What this task involves ::
Reproduce every one of the records below word for word, leaving out the pictures.

◇ ◇ ◇ ◇

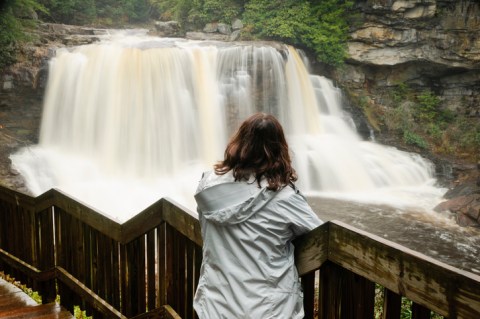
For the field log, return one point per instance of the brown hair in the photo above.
(259, 148)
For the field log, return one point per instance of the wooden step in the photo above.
(14, 303)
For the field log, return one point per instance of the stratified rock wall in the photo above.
(426, 44)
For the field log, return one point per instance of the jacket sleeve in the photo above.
(302, 217)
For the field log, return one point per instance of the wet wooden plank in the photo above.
(14, 303)
(444, 289)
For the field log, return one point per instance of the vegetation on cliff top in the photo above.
(318, 26)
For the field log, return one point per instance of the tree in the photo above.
(316, 25)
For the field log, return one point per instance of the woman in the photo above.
(249, 212)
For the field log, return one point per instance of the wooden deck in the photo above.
(14, 303)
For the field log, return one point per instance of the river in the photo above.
(134, 118)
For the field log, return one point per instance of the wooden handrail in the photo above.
(175, 233)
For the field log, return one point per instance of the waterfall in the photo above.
(134, 118)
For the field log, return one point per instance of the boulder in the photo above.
(224, 29)
(167, 29)
(210, 28)
(237, 24)
(466, 208)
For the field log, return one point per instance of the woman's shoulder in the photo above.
(210, 178)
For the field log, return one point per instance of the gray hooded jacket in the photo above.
(248, 268)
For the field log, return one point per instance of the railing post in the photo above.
(45, 248)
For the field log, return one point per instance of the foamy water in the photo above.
(134, 118)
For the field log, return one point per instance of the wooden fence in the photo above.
(148, 267)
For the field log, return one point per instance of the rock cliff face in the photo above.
(426, 44)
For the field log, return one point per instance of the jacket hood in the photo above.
(232, 202)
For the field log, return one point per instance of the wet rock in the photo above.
(224, 29)
(207, 36)
(237, 24)
(168, 28)
(210, 28)
(466, 208)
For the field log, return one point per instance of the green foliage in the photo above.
(316, 25)
(319, 26)
(14, 19)
(414, 139)
(427, 107)
(79, 314)
(107, 12)
(220, 10)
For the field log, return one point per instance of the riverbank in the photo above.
(21, 96)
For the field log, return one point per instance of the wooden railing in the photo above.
(149, 266)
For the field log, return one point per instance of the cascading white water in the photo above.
(133, 119)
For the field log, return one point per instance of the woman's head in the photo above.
(259, 148)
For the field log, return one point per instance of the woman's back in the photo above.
(248, 269)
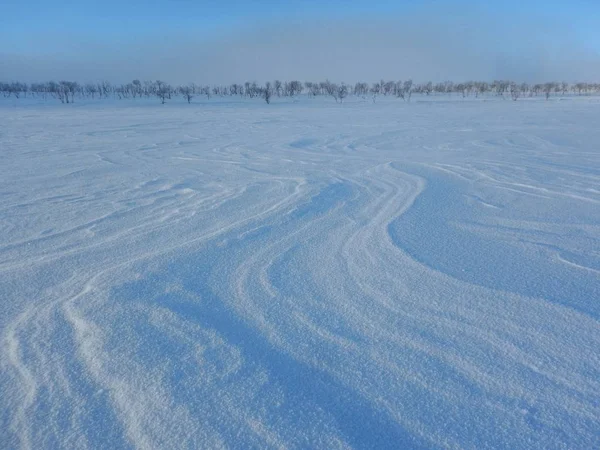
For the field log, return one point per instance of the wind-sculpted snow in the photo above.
(303, 275)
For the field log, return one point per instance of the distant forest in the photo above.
(68, 91)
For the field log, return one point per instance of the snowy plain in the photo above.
(300, 275)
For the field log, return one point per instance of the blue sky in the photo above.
(112, 38)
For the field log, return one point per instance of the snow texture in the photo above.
(300, 275)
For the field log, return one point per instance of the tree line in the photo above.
(68, 91)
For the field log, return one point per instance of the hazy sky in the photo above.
(225, 41)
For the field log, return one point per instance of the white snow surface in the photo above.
(300, 275)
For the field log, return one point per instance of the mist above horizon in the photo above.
(435, 41)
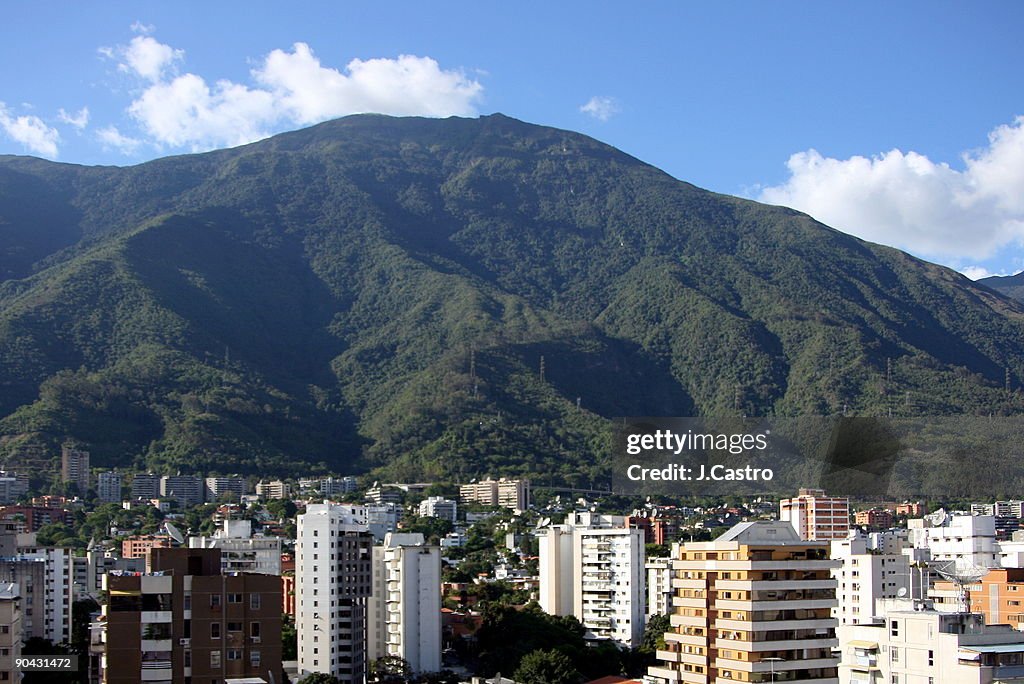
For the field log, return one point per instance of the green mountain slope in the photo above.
(384, 292)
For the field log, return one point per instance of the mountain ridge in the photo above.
(379, 292)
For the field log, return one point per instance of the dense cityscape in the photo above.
(186, 579)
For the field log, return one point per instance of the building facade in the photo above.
(592, 566)
(333, 584)
(185, 622)
(815, 516)
(752, 606)
(404, 614)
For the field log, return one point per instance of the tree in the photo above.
(389, 670)
(547, 668)
(320, 678)
(289, 638)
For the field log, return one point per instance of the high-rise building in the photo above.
(10, 632)
(186, 622)
(186, 489)
(593, 567)
(333, 583)
(273, 489)
(752, 606)
(46, 585)
(505, 493)
(439, 507)
(881, 565)
(109, 486)
(404, 616)
(911, 643)
(218, 488)
(75, 468)
(815, 516)
(145, 485)
(240, 551)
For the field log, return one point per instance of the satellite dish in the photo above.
(174, 532)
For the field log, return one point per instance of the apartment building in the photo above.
(75, 468)
(404, 614)
(752, 606)
(138, 547)
(592, 566)
(911, 643)
(109, 486)
(333, 584)
(504, 493)
(439, 507)
(10, 631)
(186, 489)
(240, 551)
(816, 516)
(185, 622)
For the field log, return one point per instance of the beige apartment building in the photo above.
(752, 606)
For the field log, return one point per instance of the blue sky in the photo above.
(897, 122)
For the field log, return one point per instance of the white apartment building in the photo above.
(593, 567)
(273, 489)
(911, 643)
(659, 585)
(333, 583)
(872, 568)
(439, 507)
(109, 486)
(404, 616)
(966, 540)
(240, 551)
(816, 516)
(10, 632)
(46, 584)
(222, 487)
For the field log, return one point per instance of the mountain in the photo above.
(1011, 286)
(448, 297)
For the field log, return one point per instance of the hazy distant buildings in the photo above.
(109, 486)
(816, 516)
(404, 616)
(186, 489)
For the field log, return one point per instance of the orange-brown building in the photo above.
(138, 547)
(875, 517)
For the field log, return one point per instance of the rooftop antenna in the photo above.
(962, 573)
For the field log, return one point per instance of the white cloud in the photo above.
(307, 91)
(289, 88)
(908, 201)
(30, 131)
(79, 120)
(978, 272)
(111, 137)
(601, 108)
(148, 57)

◇ ◇ ◇ ◇

Task response ::
For the field log, return one point per instance of the brown hair in the photo above.
(259, 148)
For the field log, return one point per instance of the wooden step in the photo above.
(14, 303)
For the field log, return one point per instance of the stratified rock wall in the photo above.
(426, 44)
For the field log, return one point per instance of the jacket sleeve in the photo above.
(302, 217)
For the field log, return one point per instance of the wet wooden plank in the photo above.
(14, 303)
(444, 289)
For the field log, return one point per instance of the vegetation on cliff top in the photo above.
(318, 26)
For the field log, return one point per instance of the tree in the photo above.
(316, 25)
For the field log, return one point per instance of the woman in the photo above.
(249, 212)
For the field log, return one point per instance of the wooden deck in the photo above.
(14, 303)
For the field log, return one point per instance of the river in the photo above.
(134, 118)
For the field log, return one point per instance of the wooden handrail in the photo above.
(175, 233)
For the field log, return one point per instance of the waterfall in the photo above.
(134, 118)
For the field log, return one point per instance of the boulder in the photo above.
(224, 29)
(167, 29)
(210, 28)
(237, 24)
(466, 208)
For the field log, return one point per instance of the woman's shoulder in the photo above.
(210, 178)
For the field log, return one point per instance of the gray hooded jacket in the photo above.
(248, 268)
For the field log, return one point per instance of the railing post in the photo above.
(45, 248)
For the field log, return one point per instance of the foamy water in the photo above.
(134, 118)
For the field log, return one point per instance of the wooden fence in the photo above.
(148, 267)
For the field log, return one point per instance of the rock cliff face in the photo above.
(426, 44)
For the field log, return one point per instance of the jacket hood in the photo above.
(232, 202)
For the field log, return one point per instance of the wet rock in the photo above.
(224, 29)
(207, 36)
(237, 24)
(168, 28)
(210, 28)
(466, 208)
For the field log, return one point per instance of the green foliage in the photo above.
(316, 25)
(319, 26)
(14, 19)
(414, 139)
(427, 107)
(79, 314)
(107, 12)
(220, 10)
For the field log, return one point per instance of the riverbank in the photo above.
(21, 96)
For the field log, return one point per instance of the wooden railing in the photo above.
(149, 266)
For the field log, return one point per instance of the cascading white water in the photo above.
(133, 119)
For the field log, return one point per instance of the woman's head in the photo above.
(259, 148)
For the field log, return one point per instance of the woman's back in the photo above.
(248, 269)
For the field log, return one point per instance of the wind-sculpted snow in the photo above.
(303, 275)
For the field log, return one point per instance of the distant forest in the photo above.
(68, 91)
For the field log, return one point per instance of the snowy plain in the photo above.
(300, 275)
For the field log, return one point per instance of the blue sky in the photo above.
(112, 38)
For the field log, return one point per instance of the snow texture in the photo above.
(300, 275)
For the field log, return one point per instance of the tree line in the photo above.
(68, 91)
For the field log, return one point per instance of the hazy sky in the photo above.
(225, 41)
For the field log, return one point per instance of the white snow surface in the photo above.
(300, 275)
For the field log, return one point per instance of the mist above horizon in the photo above.
(435, 41)
For the field log, return one point per instance of the green mountain slope in the photo above.
(384, 292)
For the field log, return one point per instance of the mountain ridge in the photo above.
(379, 292)
For the field log, return one point per instance of the dense cityscape in the photo above.
(186, 579)
For the field log, return one point per instance of the building facade in the photo above.
(592, 566)
(333, 584)
(185, 622)
(815, 516)
(752, 606)
(404, 614)
For the field log, return one point per instance of the tree in the photo above.
(389, 670)
(547, 668)
(320, 678)
(289, 638)
For the field log, return one point per instance of the high-rise building in the photo above.
(10, 632)
(186, 622)
(186, 489)
(593, 567)
(333, 583)
(273, 489)
(752, 606)
(46, 585)
(505, 493)
(439, 507)
(881, 565)
(109, 486)
(404, 616)
(911, 643)
(218, 488)
(75, 468)
(815, 516)
(145, 485)
(240, 551)
For the field log, return one point per instance of the satellite dish in the photo above.
(174, 532)
For the field log, return one point per instance of the apartment building in the photo above.
(75, 468)
(404, 614)
(752, 606)
(138, 547)
(592, 566)
(911, 643)
(109, 486)
(333, 584)
(504, 493)
(439, 507)
(10, 631)
(186, 489)
(240, 551)
(816, 516)
(185, 622)
For the field log, return one point per instance of the beige apartment building in the photo above.
(752, 606)
For the field log, return one point per instance of the blue sky in the photo above.
(897, 122)
For the field log, return one point per instance of the white apartment building in the photo above.
(593, 567)
(273, 489)
(911, 643)
(659, 585)
(333, 583)
(872, 568)
(439, 507)
(109, 486)
(404, 616)
(966, 540)
(240, 551)
(816, 516)
(10, 632)
(46, 584)
(222, 487)
For the field log, return one point per instance of the mountain in the photo above.
(1011, 286)
(448, 297)
For the field log, return one point per instance of the hazy distant buildings in the photo above.
(109, 486)
(816, 516)
(404, 616)
(186, 489)
For the field log, return one point per instance of the orange-brown building in the photo above.
(138, 547)
(875, 517)
For the field log, return one point per instance of the rooftop antenna in the photo above.
(962, 573)
For the field log, return one point per instance of the white cloud in the photo above.
(307, 91)
(289, 88)
(908, 201)
(30, 131)
(79, 120)
(978, 272)
(111, 137)
(601, 108)
(148, 57)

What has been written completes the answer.